◆ **Problem requirements**:
Only the lines of the data holding the string "below" need to be returned.

◆ **Information provided**:
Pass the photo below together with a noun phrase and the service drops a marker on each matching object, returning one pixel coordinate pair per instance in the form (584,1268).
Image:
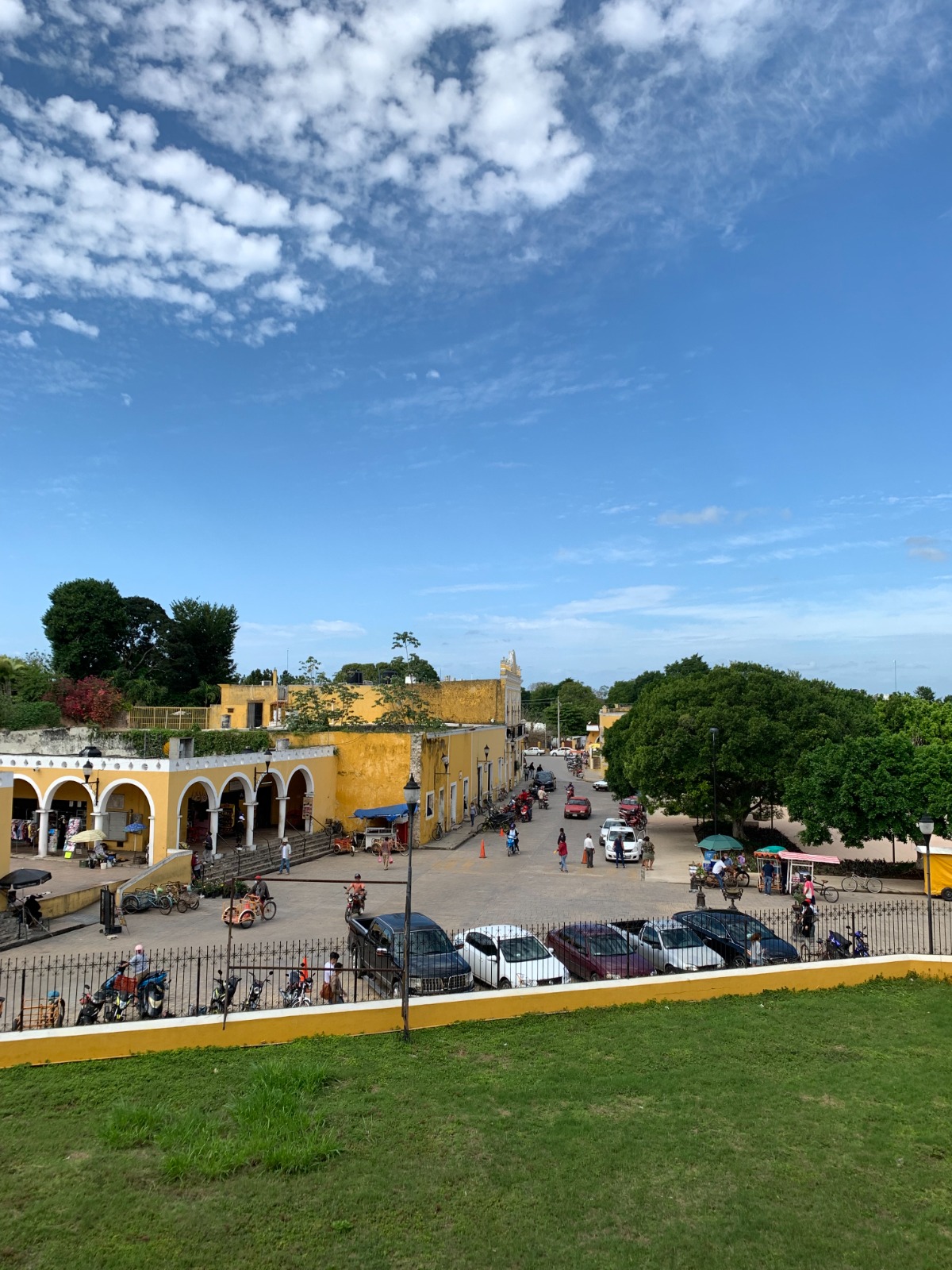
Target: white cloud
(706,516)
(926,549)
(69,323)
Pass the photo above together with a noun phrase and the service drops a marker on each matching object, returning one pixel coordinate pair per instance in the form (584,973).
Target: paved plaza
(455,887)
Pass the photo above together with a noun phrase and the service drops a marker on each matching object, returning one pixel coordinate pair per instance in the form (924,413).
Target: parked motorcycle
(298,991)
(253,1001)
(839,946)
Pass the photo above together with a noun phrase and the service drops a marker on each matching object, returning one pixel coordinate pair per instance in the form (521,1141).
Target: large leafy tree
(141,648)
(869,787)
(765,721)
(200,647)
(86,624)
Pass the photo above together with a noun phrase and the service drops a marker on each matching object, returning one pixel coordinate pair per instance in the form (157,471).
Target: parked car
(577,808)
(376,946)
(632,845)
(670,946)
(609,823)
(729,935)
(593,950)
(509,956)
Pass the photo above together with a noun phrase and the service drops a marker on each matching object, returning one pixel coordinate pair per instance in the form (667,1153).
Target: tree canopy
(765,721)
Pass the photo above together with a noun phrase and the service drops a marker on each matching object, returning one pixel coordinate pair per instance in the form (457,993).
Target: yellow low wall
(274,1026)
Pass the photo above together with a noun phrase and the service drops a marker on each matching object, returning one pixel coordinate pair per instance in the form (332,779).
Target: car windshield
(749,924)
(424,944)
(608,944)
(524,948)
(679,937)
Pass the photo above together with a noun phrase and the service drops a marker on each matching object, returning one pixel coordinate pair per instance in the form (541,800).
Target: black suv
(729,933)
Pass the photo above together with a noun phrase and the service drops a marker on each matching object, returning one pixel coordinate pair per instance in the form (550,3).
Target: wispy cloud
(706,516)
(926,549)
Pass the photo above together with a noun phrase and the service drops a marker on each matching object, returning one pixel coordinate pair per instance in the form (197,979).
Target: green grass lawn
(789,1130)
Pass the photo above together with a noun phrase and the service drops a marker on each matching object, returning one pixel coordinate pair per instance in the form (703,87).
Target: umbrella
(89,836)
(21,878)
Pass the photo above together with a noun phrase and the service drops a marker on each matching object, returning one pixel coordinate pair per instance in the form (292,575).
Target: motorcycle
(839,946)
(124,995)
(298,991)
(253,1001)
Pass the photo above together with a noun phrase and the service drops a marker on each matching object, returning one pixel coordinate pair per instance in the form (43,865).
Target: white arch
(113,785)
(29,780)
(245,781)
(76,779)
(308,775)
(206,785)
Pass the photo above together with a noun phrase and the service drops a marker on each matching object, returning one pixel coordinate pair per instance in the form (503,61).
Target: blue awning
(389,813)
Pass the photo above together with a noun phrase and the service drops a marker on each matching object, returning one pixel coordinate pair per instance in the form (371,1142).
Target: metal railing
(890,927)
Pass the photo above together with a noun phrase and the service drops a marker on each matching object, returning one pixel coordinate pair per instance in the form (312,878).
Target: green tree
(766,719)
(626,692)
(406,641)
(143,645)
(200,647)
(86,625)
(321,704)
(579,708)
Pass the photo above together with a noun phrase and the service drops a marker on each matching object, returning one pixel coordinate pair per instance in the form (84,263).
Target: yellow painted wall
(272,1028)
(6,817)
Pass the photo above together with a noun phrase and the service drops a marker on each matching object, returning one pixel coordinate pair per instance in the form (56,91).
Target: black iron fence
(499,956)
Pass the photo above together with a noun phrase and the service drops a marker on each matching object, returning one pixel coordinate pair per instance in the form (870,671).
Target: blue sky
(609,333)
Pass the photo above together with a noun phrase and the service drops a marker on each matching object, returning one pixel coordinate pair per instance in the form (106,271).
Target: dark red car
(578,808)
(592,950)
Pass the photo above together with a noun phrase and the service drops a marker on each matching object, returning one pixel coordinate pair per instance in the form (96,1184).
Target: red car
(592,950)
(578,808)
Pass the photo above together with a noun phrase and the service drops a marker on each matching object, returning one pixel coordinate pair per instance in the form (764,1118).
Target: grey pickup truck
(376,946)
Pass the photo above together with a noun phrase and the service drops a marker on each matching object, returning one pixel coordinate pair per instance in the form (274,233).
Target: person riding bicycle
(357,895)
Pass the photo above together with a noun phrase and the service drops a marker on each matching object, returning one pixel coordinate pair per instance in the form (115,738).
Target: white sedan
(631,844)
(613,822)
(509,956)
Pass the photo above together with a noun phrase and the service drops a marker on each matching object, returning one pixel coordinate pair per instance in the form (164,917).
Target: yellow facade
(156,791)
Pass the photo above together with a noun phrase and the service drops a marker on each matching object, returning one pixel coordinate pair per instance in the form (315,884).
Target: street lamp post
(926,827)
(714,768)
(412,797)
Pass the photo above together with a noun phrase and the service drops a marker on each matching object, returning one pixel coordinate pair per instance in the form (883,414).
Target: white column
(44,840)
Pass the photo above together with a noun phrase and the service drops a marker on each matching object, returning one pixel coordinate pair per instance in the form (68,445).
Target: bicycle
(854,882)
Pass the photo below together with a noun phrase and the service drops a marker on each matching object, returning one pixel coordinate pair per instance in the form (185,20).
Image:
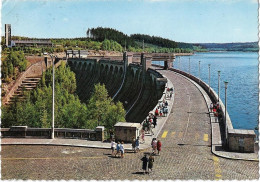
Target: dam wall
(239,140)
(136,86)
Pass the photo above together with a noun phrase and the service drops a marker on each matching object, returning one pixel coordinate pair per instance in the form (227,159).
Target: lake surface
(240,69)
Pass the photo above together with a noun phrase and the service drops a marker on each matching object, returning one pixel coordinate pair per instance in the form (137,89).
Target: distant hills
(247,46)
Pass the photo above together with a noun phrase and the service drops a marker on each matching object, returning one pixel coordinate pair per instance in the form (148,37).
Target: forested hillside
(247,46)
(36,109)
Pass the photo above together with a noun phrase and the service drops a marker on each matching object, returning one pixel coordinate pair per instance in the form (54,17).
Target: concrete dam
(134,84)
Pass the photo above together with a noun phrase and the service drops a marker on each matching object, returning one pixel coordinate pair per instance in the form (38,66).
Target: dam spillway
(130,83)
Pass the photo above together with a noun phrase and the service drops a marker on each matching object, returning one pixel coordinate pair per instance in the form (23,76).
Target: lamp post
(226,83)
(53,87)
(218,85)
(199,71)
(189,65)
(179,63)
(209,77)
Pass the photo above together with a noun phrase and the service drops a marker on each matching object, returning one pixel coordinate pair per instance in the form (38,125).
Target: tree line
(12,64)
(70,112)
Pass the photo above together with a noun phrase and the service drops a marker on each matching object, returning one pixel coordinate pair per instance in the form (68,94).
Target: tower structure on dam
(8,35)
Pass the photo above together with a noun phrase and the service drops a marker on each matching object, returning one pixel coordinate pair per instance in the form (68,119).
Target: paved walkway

◆ **Output for this exercise**:
Pass the photo below together with a noun phrase and the service drops a marker on each matching object, returning one pixel coordinate pair per instance in the form (584,1268).
Pass the photo below together with a noun phrase and the service drops a marker on each matching object, returning one pixel coordinate pair per instance in the form (185,20).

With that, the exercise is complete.